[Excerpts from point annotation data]
__________________________________________________

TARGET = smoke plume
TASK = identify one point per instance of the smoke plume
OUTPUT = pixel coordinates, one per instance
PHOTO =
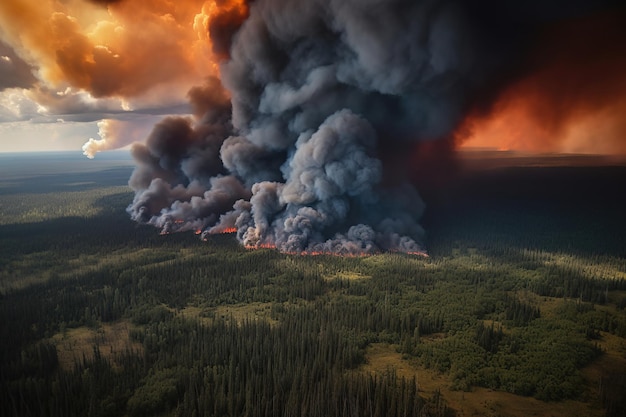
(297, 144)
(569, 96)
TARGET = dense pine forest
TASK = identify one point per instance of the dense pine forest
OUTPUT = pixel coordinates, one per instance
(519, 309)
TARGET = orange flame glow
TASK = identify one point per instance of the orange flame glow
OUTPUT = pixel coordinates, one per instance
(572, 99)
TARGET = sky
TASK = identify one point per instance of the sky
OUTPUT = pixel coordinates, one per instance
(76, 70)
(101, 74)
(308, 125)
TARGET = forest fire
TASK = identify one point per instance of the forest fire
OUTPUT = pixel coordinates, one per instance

__________________________________________________

▶ _Exercise description_
Output the line containing "TARGET = dense pine forest" and all lines after it to the end of the records, exactly as given.

▶ _Task response_
TARGET = dense pine forest
TASK = identify one point per instance of the dense pine forest
OUTPUT = pixel coordinates, one per instance
(519, 309)
TARGET = orange flame glow
TASK = identify one point per instance of the orange flame glow
OUTPUT = pixel coordinates, one per instance
(572, 99)
TARGET = sky
TASK = identify one point per instance of the sky
OUTPUT = pixel coordinates, one per instance
(76, 70)
(101, 74)
(308, 125)
TARGET = forest fire
TASK = identify one point per instance of the forest fire
OUTPUT = pixel coordinates, one per instance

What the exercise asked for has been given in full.